#### Material supplied ####

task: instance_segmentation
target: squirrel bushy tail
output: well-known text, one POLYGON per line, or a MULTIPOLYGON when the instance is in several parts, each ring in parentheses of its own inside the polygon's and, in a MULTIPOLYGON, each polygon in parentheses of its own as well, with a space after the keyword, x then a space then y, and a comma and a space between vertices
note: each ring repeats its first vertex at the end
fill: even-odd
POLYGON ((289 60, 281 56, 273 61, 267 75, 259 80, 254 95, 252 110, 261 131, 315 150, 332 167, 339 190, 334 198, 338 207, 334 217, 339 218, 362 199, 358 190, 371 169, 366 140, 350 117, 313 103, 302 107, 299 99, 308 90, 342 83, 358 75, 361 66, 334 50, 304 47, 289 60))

####
#### Material supplied ####

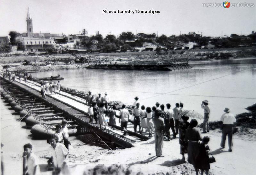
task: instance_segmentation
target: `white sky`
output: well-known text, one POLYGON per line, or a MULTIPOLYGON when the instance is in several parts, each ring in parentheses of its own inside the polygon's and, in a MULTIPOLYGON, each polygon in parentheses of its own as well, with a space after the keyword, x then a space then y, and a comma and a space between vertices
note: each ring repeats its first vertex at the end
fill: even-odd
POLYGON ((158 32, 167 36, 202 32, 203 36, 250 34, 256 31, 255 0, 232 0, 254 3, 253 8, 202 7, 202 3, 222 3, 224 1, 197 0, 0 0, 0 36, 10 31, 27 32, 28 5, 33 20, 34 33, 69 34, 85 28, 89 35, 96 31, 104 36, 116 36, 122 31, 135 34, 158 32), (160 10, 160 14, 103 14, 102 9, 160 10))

####

What you are asked to do: State how many lines of the items above contain the string "target", treating uppercase and lowercase as different. Give only the number.

Output for this task: 2